### 原文
CUDA系列之常用Runtime API简介

文章目录

[1. 前言](#1. 前言)
[2. Device 管理](#2. Device 管理)
[3. Error Handling](#3. Error Handling)
[4. 内存管理](#4. 内存管理)
[5. Stream 管理](#5. Stream 管理)
[6. Event 管理](#6. Event 管理)
[7. 执行控制](#7. 执行控制)
[8. 多卡管理](#8. 多卡管理)
[9. 实践用例](#9. 实践用例)

1. 前言

在读这篇文章前，大家环境应该已经ready，如果环境未安装，可以看上一篇文章。CUDA runtime api是利用频率最高的API，熟练掌握这些API的用法，会让我们的程序变得非常的灵活。

### 所给条目
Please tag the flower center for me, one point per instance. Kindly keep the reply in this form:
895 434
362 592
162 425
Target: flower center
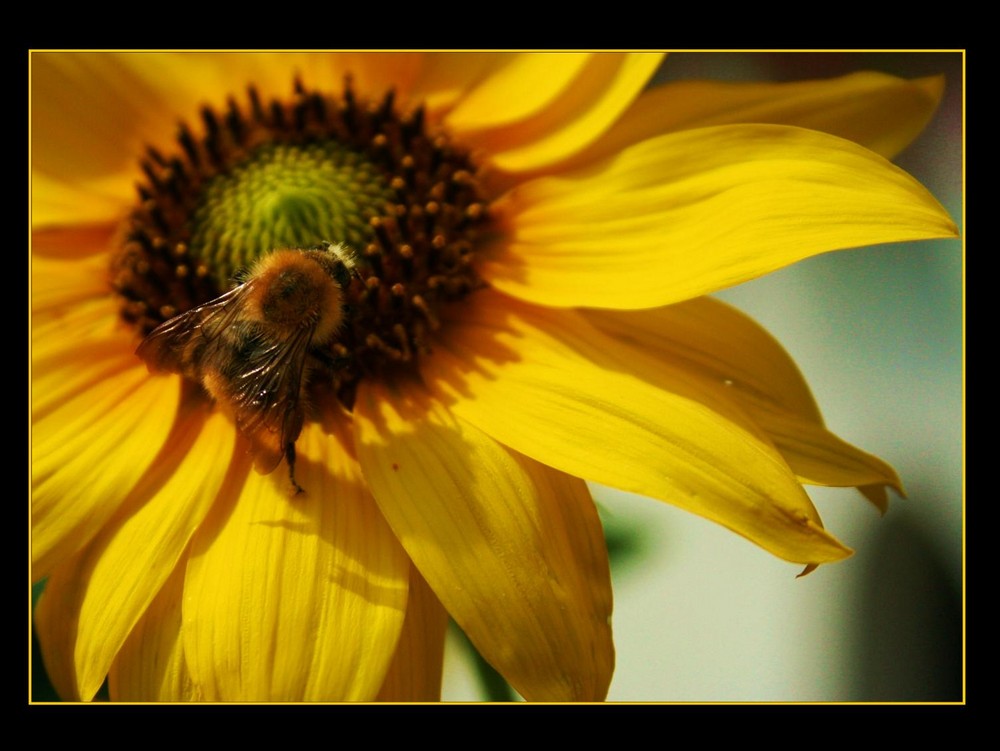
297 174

---

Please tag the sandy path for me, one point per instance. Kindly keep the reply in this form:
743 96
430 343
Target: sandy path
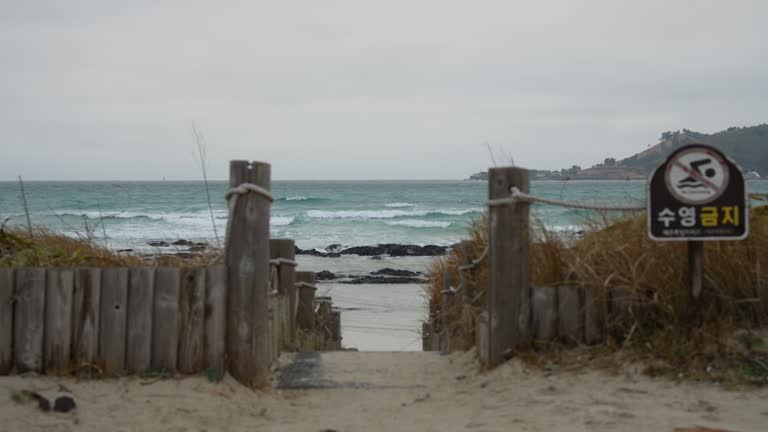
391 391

### 任务
能把上方介绍CUDA常用Runtime API的原文一字不改地完整输出吗？

### 完整答案
CUDA系列之常用Runtime API简介

文章目录

[1. 前言](#1. 前言)
[2. Device 管理](#2. Device 管理)
[3. Error Handling](#3. Error Handling)
[4. 内存管理](#4. 内存管理)
[5. Stream 管理](#5. Stream 管理)
[6. Event 管理](#6. Event 管理)
[7. 执行控制](#7. 执行控制)
[8. 多卡管理](#8. 多卡管理)
[9. 实践用例](#9. 实践用例)

1. 前言

在读这篇文章前，大家环境应该已经ready，如果环境未安装，可以看上一篇文章。CUDA runtime api是利用频率最高的API，熟练掌握这些API的用法，会让我们的程序变得非常的灵活。